▶ _Provided data_:
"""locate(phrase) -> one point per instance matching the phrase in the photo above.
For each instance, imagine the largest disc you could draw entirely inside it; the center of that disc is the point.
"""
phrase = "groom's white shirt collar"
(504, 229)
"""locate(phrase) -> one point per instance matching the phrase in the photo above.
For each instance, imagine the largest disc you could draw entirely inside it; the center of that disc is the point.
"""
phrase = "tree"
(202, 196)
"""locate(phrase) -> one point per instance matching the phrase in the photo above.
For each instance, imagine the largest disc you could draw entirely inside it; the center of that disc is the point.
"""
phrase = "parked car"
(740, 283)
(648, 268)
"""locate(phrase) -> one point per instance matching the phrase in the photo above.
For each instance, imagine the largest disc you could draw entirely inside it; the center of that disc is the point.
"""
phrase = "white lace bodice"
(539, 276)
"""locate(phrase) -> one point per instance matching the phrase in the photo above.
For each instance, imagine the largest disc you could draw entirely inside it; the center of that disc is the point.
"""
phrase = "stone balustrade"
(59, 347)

▶ _Your task_:
For this exercise, all the data must be repeated exactly.

▶ _Worked solution_:
"""locate(phrase) -> one point per instance matching the phrase in the photo above.
For each instance, imagine the largest disc you could draw entirely inside it; the center of that disc is the point.
"""
phrase = "groom's white shirt collar"
(504, 229)
"""locate(phrase) -> one point per instance matching the phrase in the photo above.
For each instance, imagine the largest disc you could draw entirely inside it; the center of that disc is the point.
"""
phrase = "tree"
(202, 196)
"""locate(phrase) -> one point per instance matching the phrase in the photo above.
For each instance, imagine the largest disc you could draw entirely inside it; the center of that disc is the point.
"""
phrase = "parked car"
(740, 283)
(648, 268)
"""locate(phrase) -> one point per instance matching the phrase in the photo above.
For each instance, imagine the largest disc you could draw entirely inside it; the center of that disc is the point.
"""
phrase = "white lace bodice"
(539, 276)
"""locate(phrase) -> one point per instance matching the phrase in the photo above.
For each instance, imagine the largest disc you could draw entirely inside it; the center of that disc is the point.
"""
phrase = "stone balustrade"
(59, 347)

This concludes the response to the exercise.